## WHAT IS ASKED
Rewrite the stretch from the line containing "Can you see the woman's teeth?" through the end of the items, substituting "occurrence" for "instance" and leaving everything else unchanged.

## DATASET RECORDS
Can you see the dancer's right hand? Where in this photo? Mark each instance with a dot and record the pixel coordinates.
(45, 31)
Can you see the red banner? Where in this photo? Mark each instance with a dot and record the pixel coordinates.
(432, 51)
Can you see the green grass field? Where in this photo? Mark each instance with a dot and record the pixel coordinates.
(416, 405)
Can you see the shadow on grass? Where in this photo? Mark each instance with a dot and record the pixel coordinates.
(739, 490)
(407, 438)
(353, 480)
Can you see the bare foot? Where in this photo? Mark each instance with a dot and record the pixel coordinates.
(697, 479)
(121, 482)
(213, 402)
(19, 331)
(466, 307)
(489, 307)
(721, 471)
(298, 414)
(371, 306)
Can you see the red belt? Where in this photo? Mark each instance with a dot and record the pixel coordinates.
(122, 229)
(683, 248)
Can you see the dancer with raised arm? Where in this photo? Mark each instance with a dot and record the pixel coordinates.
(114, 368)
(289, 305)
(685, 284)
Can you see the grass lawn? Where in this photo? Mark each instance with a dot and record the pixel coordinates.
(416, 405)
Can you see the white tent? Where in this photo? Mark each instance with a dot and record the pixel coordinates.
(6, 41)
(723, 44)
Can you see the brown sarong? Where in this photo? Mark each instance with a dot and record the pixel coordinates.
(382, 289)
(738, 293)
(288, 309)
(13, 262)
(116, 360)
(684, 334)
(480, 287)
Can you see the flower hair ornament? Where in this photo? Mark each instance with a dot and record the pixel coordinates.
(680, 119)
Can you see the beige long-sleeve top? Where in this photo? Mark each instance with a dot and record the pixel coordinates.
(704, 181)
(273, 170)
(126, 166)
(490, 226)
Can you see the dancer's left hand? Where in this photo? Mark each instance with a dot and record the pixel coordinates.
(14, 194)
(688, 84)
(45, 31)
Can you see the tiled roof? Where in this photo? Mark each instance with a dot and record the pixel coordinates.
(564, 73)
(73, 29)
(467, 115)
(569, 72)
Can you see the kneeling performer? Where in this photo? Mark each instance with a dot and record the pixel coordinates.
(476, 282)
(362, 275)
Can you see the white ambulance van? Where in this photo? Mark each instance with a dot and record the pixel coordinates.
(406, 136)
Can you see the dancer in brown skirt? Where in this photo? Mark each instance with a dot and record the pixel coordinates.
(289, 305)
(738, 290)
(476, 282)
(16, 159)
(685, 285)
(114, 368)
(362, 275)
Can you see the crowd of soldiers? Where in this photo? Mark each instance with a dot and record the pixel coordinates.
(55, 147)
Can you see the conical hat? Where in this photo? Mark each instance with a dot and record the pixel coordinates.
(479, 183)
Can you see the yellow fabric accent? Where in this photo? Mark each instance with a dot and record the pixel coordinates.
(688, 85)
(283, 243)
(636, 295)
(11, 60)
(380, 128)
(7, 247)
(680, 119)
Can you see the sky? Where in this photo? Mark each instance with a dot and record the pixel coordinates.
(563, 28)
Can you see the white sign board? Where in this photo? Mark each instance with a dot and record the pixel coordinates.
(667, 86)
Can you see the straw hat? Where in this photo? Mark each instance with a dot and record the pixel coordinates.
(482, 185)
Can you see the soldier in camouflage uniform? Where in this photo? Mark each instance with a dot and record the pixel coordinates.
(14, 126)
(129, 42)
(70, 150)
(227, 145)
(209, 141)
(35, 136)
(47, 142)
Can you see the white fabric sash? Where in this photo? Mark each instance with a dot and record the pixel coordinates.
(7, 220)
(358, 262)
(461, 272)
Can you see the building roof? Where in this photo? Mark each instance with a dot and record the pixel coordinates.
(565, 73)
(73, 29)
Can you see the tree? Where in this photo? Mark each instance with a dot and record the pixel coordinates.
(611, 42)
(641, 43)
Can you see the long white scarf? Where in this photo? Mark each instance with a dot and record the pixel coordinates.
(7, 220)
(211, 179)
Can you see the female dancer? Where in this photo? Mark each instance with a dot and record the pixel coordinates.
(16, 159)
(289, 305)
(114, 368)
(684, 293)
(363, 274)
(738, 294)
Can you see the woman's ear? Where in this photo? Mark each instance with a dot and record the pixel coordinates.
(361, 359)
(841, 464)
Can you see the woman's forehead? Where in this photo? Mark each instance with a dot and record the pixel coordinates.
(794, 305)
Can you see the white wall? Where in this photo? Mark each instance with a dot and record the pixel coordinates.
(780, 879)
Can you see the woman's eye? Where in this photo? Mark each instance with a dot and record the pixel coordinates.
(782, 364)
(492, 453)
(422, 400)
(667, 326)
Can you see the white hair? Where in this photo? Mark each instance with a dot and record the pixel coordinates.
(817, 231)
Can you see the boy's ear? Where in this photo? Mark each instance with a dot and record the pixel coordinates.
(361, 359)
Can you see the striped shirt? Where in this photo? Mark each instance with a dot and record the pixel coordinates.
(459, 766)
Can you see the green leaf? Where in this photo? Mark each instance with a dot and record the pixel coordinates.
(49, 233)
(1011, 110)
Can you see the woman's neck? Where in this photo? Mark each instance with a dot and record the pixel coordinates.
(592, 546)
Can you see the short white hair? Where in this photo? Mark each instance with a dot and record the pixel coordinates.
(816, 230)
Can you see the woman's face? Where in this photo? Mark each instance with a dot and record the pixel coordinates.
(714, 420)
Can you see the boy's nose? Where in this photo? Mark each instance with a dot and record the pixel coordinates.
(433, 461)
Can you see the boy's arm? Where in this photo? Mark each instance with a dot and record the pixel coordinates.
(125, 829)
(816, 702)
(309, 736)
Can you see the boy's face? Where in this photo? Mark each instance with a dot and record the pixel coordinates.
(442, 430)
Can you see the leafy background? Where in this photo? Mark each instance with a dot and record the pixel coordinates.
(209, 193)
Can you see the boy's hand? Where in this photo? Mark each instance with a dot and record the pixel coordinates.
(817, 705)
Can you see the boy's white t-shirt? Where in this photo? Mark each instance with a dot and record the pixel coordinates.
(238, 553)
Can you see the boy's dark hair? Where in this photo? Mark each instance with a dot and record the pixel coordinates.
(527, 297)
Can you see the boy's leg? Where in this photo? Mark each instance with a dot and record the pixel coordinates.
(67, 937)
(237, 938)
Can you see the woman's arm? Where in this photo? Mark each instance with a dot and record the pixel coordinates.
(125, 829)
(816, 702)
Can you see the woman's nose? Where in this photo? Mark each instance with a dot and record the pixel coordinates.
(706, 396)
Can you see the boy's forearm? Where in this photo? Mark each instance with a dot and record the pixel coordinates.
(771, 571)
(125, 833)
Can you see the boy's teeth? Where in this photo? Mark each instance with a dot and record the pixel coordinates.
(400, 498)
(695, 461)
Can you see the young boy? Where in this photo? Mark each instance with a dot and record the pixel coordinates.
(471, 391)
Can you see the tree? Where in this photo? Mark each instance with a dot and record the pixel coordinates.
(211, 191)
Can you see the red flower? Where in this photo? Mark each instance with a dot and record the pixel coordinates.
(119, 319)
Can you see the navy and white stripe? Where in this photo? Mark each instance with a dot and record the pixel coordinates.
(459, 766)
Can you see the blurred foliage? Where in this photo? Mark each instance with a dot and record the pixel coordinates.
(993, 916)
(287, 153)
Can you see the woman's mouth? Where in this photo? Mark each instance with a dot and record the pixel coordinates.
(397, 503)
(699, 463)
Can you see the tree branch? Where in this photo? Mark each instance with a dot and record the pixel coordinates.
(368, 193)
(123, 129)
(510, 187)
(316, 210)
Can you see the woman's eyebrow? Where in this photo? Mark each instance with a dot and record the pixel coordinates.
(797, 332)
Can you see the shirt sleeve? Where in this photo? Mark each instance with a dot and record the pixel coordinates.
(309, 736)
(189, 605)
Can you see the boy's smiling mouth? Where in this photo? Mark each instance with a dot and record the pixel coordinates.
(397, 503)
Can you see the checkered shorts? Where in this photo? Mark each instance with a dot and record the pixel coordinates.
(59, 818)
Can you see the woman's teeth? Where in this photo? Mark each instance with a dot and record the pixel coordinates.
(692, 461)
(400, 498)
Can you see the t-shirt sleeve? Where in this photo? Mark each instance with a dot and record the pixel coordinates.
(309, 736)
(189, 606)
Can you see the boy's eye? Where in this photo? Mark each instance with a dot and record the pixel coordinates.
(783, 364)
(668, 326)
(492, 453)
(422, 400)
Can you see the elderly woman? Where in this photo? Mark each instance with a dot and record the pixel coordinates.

## RESULT BELOW
Can you see the woman's teeth? Where in this photo? Mark each occurrence with a dot and record the pixel coordinates.
(692, 461)
(400, 498)
Can you see the t-shirt sleeve? Where in this photo? Mark each occurrence with a dot and record the pixel coordinates.
(309, 736)
(189, 606)
Can you see the boy's eye? Where in this photo? Mark each occurrence with a dot and record the pixel coordinates.
(783, 364)
(668, 326)
(492, 453)
(422, 400)
Can you see the elderly woman? Where in this photo? Mark each occurrence with a dot and record the pixel coordinates.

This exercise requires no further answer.